It must be a concern for all reasonable Americans when an adversarial nation -- if not technically an enemy -- seeks to surreptitiously install a specific candidate as the leader of the free world. Why, we must ask, did our adversaries think it was in their interest to have Donald Trump as president?

As we stated following Barr's preliminary statement on the Mueller report three weeks ago, there is something reassuring in the document's suggestions that our president did not directly cooperate with our enemies. At the same time, there is something more than a little unnerving to see just how close to the line the president and his campaign were willing to go, and how eager they were for Russia's help.

These and many other points will surely get a fuller airing as time moves on. Congress will be correct to subpoena Mueller in order to learn more about how prosecutors reached their conclusions and the legal -- and, sometimes, apparently political -- factors that influenced them.
────────────────────────────────────────
Task statement
Continue the editorial on the Mueller report, picking up after its final sentence.

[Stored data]
────────────────────────────────────────
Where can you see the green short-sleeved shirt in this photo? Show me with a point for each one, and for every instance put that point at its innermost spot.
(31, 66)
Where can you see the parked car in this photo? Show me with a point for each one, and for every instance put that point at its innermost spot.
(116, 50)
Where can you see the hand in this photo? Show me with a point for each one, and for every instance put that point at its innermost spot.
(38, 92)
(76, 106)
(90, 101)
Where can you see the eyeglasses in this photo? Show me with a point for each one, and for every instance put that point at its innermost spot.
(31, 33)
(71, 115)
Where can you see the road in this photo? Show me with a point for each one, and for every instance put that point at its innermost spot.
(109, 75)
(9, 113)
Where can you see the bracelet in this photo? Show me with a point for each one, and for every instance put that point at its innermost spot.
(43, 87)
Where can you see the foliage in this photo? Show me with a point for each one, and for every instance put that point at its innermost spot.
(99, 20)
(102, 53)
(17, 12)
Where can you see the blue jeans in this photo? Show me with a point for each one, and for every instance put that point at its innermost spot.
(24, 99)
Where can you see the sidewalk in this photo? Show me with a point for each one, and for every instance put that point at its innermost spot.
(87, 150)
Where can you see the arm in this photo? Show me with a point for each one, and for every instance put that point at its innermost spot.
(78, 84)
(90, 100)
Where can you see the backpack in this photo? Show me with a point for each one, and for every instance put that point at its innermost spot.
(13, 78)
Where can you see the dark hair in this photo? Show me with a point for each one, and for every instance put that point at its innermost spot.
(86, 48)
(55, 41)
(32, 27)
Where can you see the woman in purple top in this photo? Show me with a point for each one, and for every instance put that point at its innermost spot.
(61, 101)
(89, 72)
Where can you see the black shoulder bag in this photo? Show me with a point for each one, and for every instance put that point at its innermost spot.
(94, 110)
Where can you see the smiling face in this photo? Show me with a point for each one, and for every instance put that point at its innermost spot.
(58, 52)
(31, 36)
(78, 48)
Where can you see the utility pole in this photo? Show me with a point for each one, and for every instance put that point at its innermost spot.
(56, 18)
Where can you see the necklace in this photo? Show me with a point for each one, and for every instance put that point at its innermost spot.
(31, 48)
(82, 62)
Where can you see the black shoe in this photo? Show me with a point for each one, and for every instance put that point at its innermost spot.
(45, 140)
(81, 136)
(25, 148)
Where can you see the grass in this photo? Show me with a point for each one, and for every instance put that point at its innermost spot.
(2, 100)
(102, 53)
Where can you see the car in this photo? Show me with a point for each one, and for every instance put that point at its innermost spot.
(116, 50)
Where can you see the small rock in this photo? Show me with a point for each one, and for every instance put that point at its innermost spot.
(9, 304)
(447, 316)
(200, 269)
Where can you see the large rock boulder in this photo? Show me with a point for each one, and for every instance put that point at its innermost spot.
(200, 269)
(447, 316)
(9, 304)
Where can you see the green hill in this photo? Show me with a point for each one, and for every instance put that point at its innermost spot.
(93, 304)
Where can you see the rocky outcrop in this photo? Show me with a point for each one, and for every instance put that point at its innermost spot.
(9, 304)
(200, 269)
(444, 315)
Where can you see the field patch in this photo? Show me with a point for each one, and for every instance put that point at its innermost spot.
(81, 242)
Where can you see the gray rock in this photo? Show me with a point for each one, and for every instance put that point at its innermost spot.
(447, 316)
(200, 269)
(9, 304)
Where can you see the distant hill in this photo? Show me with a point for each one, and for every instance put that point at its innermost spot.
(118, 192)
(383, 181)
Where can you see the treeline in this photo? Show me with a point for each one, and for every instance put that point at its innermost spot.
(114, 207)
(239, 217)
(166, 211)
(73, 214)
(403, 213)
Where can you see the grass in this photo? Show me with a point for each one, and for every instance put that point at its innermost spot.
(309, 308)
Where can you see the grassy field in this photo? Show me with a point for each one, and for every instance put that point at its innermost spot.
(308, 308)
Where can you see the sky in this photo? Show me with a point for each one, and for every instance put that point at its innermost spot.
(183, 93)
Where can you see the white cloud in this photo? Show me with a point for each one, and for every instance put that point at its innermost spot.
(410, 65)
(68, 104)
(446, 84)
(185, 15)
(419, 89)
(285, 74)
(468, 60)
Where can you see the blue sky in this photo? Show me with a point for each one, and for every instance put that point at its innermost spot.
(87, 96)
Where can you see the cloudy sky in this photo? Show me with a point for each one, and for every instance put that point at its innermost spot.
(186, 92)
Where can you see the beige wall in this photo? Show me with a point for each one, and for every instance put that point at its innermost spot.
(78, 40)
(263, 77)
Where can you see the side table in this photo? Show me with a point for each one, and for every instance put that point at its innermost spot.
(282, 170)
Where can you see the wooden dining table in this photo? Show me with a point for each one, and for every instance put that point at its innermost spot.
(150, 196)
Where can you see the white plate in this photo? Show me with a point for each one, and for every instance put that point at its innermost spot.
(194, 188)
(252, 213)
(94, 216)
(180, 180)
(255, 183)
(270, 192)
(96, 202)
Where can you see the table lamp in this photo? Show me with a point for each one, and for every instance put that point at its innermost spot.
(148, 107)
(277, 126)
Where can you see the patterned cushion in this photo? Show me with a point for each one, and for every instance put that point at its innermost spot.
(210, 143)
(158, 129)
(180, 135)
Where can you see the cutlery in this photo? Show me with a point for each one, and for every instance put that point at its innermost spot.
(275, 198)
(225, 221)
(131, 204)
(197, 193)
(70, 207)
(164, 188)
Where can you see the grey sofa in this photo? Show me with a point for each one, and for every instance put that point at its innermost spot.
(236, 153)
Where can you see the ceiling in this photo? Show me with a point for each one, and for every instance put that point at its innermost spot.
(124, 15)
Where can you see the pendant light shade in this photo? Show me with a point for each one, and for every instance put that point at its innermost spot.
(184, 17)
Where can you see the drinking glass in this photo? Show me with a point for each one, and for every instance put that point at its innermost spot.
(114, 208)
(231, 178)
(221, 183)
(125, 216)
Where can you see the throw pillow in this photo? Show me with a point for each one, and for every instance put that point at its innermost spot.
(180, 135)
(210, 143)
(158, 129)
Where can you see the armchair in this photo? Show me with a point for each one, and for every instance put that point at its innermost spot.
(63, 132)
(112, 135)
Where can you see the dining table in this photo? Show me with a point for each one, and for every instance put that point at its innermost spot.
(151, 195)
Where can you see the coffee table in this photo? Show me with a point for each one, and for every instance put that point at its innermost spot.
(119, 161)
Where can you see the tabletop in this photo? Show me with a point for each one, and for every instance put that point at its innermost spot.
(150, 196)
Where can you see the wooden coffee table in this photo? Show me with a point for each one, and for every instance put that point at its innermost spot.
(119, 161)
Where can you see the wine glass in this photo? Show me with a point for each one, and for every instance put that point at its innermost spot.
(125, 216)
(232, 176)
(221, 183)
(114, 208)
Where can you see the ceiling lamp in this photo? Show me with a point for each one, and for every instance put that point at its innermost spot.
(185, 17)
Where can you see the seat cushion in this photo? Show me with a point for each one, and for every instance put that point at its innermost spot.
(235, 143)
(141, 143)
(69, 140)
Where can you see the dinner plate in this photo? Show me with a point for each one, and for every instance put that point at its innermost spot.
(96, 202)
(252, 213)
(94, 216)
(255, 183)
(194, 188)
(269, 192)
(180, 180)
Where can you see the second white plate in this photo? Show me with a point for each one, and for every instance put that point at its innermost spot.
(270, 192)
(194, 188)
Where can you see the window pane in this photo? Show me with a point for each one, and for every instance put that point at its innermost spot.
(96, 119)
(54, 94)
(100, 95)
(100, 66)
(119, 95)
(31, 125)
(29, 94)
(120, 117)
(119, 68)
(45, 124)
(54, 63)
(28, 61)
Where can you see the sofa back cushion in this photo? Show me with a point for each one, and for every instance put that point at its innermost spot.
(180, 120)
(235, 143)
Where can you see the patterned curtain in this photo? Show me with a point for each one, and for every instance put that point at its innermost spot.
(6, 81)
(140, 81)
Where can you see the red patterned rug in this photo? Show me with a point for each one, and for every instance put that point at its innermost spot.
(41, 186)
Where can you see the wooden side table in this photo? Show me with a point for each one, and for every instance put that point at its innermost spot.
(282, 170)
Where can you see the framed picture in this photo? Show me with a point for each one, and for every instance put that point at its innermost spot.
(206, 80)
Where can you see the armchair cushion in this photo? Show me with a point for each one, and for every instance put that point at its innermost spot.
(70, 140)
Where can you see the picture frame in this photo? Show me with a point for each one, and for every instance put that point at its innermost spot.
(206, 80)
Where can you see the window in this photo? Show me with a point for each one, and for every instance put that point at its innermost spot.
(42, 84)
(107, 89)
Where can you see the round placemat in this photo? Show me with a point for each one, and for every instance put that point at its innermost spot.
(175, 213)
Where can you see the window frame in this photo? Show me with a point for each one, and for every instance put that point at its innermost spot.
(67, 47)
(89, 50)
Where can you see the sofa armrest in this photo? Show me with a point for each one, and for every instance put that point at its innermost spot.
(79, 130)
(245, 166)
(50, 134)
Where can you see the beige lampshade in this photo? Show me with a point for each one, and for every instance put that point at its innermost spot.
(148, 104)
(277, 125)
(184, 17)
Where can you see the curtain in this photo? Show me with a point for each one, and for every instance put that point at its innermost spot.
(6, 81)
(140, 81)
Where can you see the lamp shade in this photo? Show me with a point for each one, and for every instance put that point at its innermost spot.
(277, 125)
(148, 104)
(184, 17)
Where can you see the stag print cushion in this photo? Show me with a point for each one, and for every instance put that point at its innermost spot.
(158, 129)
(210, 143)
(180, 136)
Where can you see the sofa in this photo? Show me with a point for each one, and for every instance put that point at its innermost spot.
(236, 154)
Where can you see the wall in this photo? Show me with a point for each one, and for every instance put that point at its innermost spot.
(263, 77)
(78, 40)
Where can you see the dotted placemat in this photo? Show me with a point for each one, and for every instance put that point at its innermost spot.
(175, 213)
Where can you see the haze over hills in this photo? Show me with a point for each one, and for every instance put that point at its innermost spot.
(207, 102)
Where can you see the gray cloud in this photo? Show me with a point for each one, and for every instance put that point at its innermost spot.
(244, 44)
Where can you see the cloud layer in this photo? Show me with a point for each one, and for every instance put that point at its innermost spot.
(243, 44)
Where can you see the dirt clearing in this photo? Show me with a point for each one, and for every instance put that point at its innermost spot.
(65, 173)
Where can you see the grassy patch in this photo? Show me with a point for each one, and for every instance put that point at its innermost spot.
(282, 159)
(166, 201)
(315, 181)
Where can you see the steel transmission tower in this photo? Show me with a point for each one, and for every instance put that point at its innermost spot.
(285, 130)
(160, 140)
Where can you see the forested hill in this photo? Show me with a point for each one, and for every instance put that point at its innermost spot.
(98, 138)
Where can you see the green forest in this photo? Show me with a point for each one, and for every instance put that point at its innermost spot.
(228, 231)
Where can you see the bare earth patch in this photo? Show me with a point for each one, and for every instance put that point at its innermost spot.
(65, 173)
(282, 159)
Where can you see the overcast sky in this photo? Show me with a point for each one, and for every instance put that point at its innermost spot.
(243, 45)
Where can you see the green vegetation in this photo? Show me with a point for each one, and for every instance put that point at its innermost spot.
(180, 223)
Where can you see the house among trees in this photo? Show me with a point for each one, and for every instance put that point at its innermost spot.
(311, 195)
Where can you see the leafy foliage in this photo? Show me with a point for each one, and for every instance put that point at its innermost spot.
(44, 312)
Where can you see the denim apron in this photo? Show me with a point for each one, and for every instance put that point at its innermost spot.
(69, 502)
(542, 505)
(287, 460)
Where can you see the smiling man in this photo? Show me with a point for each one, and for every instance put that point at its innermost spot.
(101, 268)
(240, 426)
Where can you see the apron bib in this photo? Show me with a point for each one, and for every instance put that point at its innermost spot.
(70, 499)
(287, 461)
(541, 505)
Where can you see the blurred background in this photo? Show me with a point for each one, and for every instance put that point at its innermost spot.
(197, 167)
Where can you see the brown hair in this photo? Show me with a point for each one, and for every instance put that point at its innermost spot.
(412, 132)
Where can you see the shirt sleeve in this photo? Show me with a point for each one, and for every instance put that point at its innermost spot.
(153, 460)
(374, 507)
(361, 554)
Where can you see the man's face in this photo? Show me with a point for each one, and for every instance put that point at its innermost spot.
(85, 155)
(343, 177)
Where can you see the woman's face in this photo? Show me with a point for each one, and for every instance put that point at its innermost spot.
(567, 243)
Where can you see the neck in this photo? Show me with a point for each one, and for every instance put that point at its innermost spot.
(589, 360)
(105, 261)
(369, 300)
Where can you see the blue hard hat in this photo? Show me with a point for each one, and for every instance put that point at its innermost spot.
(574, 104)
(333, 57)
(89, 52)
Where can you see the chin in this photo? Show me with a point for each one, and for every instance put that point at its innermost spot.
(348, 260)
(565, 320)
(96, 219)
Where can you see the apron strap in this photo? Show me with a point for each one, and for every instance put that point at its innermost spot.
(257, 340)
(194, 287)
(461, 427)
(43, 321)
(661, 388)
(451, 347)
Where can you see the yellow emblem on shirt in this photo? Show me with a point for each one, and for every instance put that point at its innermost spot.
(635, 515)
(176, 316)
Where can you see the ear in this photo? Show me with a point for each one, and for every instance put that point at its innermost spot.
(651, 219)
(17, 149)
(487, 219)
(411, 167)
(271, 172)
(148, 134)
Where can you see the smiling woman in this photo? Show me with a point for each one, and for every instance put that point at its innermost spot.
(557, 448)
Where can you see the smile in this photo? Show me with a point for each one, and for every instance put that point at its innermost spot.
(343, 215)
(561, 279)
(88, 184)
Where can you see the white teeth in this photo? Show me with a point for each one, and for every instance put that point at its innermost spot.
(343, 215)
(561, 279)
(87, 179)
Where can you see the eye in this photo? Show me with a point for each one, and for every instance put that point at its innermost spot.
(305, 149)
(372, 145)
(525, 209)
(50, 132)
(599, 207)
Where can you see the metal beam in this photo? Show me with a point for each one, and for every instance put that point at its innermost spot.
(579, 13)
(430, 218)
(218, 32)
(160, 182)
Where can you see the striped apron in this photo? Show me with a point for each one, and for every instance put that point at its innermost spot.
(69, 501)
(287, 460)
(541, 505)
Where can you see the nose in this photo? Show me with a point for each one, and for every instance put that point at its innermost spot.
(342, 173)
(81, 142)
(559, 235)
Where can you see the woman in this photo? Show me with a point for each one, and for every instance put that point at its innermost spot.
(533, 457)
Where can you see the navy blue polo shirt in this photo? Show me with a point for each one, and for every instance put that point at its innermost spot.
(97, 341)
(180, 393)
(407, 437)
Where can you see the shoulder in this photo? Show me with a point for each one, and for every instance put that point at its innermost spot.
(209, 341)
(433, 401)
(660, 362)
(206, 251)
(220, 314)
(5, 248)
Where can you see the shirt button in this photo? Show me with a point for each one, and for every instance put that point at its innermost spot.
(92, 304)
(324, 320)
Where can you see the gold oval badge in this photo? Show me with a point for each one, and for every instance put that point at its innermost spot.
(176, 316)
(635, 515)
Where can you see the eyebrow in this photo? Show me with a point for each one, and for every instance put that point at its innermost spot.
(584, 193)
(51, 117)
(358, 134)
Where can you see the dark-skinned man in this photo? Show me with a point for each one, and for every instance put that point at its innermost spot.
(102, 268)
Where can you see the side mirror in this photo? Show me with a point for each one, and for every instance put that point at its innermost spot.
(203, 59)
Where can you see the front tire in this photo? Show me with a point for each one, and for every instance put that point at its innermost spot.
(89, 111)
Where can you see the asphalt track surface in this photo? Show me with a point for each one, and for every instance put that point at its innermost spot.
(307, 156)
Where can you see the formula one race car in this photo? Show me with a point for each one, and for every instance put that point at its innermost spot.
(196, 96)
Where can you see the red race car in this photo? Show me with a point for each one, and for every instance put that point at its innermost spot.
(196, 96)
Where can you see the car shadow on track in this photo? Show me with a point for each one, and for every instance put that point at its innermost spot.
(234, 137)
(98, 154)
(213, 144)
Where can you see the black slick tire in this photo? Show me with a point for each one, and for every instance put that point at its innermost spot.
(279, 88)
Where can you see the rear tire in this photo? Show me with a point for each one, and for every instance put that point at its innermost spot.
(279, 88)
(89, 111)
────────────────────────────────────────
Written answer
It is an unfortunate truth that the political and cultural divisions the president sowed distort the nation's ability to discuss the serious issues that remain at the heart of the investigation. Too many people will applaud reflexively President Trump's self-serving and misleading interpretations of the report. Likewise, too many will use the clearly troubling aspects of the report to accuse the president with self-serving and misleading political interpretations of their own.

But we hope other Americans will read the full report -- which can be found online at http://bit.ly/dhmuellerreport -- and recognize that the Special Prosecutor's investigation has been an important and legitimate endeavor. It uncovered serious flaws in our election process and identified behaviors on the part of Trump and many others in government that warrant deep concern, if nothing else. Ultimately, the health of our nation requires that we continue to examine the actions and issues raised -- and seek something better.

Citizens, of all political philosophies, should not only expect more of our president; we should demand it.